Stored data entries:
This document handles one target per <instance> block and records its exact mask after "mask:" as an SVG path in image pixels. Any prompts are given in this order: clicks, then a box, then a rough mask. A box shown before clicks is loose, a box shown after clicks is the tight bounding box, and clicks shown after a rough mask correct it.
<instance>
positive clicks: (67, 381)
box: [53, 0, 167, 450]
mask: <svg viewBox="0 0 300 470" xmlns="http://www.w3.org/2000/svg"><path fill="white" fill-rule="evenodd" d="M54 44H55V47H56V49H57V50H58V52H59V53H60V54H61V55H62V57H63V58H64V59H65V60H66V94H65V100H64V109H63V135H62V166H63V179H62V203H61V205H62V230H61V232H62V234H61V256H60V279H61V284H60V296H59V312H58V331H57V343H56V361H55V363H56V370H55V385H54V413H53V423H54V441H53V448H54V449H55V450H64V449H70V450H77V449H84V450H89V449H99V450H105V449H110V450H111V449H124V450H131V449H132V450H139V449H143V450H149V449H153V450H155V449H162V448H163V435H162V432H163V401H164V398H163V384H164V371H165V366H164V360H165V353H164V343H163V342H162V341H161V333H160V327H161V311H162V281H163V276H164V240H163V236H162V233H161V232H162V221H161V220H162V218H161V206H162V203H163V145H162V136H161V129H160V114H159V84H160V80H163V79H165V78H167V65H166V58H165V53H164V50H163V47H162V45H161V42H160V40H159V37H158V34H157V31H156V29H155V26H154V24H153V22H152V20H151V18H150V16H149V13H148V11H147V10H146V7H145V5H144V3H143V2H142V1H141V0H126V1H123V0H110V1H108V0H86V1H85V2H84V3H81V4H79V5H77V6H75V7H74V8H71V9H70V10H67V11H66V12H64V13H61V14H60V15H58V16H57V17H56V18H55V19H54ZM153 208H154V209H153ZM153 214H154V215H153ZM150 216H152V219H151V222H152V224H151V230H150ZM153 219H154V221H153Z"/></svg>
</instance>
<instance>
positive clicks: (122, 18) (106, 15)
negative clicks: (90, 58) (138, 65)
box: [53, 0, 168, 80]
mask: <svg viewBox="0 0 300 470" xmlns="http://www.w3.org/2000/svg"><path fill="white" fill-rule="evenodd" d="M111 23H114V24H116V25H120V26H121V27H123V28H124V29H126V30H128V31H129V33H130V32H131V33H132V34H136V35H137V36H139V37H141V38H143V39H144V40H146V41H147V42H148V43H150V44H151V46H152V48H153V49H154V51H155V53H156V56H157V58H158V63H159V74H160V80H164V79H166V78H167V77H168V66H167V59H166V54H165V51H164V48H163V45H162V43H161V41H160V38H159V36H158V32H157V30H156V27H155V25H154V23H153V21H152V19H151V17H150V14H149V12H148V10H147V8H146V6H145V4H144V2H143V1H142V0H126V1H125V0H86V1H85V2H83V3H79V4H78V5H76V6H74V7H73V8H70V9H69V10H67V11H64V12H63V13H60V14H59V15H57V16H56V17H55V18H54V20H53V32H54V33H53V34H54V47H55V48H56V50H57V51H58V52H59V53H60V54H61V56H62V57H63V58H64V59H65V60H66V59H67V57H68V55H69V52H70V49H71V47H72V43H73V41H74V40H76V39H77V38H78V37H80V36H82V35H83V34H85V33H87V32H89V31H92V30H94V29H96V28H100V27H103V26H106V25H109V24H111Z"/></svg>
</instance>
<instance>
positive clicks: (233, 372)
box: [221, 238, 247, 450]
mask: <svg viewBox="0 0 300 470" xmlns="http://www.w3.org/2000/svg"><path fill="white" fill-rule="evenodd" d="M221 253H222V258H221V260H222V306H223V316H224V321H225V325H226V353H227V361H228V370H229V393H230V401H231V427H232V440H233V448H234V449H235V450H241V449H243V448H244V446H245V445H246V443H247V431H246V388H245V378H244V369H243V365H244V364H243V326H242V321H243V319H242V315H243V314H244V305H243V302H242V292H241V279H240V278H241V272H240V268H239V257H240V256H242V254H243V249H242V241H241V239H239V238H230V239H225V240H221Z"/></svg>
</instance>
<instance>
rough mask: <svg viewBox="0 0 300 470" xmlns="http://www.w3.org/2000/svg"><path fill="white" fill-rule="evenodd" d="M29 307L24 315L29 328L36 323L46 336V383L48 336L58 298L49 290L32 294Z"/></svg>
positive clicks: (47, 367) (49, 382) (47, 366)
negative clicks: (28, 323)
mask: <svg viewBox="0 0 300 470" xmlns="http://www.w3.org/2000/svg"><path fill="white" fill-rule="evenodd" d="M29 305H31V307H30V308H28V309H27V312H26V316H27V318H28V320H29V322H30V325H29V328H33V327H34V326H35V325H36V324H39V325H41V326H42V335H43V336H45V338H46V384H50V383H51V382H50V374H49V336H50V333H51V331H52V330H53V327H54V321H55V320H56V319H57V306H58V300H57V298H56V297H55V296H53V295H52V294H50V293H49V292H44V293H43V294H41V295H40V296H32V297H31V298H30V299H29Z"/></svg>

Required action:
Please give the number of lines above containing "positive" and nothing else.

Result of the task:
4